PAGE EXTRACT:
Member state employ tactics within Council negotiations that facilitate consensus. For example, logrolling and issue linkage tactics are used to avoid being outvoted. Member states are willing to support peers in areas that are not strategic for them, but in return, expect cooperative behaviour to be reciprocated when addressing the issues that concern them. Such tactics minimise opposition and generate larger majorities across a wide variety of policy areas.

==== Influence of national politics ====
Governments tightly controlled by national parliaments are most likely to express dissent. Particularly where Parliaments have formal powers to exercise control and are motivated by Euroscepticism. In the post-Lisbon period, an analysis of voting behaviour in the Justice and Home Affairs Council demonstrated an observable rise in opposition voting and abstentions from 2004 to 2016. Reasons for opposition included sovereignty concerns, critiques on the functionality of the proposal, a misfit with national rules and unwanted budgetary impacts of the proposal.

(Saved entries)

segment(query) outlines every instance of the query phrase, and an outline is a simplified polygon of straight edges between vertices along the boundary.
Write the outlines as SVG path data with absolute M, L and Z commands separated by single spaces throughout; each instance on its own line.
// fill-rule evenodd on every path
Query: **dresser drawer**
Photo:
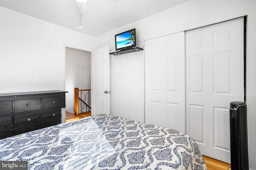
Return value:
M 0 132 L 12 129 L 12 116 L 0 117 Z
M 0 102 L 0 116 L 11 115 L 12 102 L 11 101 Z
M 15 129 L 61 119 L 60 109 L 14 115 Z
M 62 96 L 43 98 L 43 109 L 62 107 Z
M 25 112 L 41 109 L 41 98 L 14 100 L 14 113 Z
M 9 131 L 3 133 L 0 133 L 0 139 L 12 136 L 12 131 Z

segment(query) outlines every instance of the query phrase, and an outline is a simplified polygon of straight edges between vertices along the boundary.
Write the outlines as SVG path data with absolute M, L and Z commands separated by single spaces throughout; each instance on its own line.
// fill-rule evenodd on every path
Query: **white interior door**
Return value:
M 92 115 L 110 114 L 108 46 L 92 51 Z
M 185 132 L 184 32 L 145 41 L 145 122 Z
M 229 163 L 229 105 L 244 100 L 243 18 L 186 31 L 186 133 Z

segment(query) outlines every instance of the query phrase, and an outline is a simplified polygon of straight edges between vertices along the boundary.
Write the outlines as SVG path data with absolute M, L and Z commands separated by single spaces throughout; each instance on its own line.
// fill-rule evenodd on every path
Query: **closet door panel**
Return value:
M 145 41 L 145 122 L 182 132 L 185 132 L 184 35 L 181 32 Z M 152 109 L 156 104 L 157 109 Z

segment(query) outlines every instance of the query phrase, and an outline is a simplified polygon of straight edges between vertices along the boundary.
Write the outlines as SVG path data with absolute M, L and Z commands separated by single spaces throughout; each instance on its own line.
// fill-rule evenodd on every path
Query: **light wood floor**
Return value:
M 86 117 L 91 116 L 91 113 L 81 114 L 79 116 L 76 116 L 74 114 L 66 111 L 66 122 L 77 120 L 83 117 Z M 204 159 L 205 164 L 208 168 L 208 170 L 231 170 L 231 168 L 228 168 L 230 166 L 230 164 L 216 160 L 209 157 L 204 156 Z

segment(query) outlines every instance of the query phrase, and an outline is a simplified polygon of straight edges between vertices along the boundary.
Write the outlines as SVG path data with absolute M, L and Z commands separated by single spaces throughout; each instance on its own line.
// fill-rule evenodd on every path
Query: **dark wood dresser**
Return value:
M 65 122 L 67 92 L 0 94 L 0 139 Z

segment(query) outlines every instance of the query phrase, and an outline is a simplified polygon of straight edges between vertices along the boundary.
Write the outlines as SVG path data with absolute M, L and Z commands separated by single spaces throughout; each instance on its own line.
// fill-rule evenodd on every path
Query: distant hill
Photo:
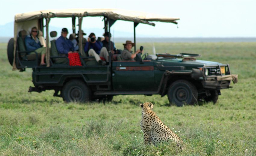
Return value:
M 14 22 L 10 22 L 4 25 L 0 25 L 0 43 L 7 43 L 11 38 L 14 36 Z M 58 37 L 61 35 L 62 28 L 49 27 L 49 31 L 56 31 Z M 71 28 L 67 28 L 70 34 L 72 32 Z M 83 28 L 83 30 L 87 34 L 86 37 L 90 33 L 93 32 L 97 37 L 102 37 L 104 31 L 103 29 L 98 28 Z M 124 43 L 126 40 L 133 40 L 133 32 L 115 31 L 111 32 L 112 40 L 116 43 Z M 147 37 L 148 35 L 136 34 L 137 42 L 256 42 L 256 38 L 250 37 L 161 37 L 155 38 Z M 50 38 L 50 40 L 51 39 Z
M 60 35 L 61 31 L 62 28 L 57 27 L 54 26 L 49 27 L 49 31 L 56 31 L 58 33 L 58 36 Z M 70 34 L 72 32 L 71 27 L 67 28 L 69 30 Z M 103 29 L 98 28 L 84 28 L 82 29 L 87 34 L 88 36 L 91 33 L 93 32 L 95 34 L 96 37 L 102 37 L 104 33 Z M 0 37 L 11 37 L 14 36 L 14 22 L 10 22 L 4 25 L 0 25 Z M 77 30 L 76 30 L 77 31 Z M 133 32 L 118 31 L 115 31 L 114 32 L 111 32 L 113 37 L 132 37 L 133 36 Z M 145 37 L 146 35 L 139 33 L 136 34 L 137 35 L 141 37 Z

ACTIVITY LIST:
a. According to the passage on Council decision-making, which governments are most likely to express dissent?
b. Carry on the passage on Council decision-making from the point where it stops.
The listing is separate material and has no connection to the passage on Council decision-making.

OUTPUTS BY TASK:
a. Governments that are tightly controlled by national parliaments.

b.
Nevertheless, even amongst the most Eurosceptic governments, e.g. Hungary and Poland, opposition within the council is less than expected. Between 2018 and 2019, Hungary contested 8.5% of adopted acts, Poland contested 6%. Whilst such rates of opposition were the highest in the council (followed by the UK, the Czech Republic, Germany and Slovakia), "they remain limited considering the diplomatic tensions between those two member states and EU institutions."

The EU has endured several crises over the past decade. Nevertheless, greater political and social divisions between players in the council, the rise of the Visegrad 4, and increasingly vocal Euroscepticism in domestic politics, have not translated into coordinated political opposition within the council. Levels of consensus remain persistently high.

=== The European Commission ===
Given that specific legal provisions are in place to minimise the politicisation of Commissioners, the extent to which political opposition can be seen within the commission is more limited.

==== Legal principles inhibiting political opposition ====
Voting in the commission operates based on a system of collegiality, every member of the commission is equally responsible for the adoption of all decisions. This is a core legal principle of the commission's internal decision-making, it reinforces the independence of Commissioners from their national governments. The consensus driven model of decision-making within the commission has led to the process being described of as a "black box".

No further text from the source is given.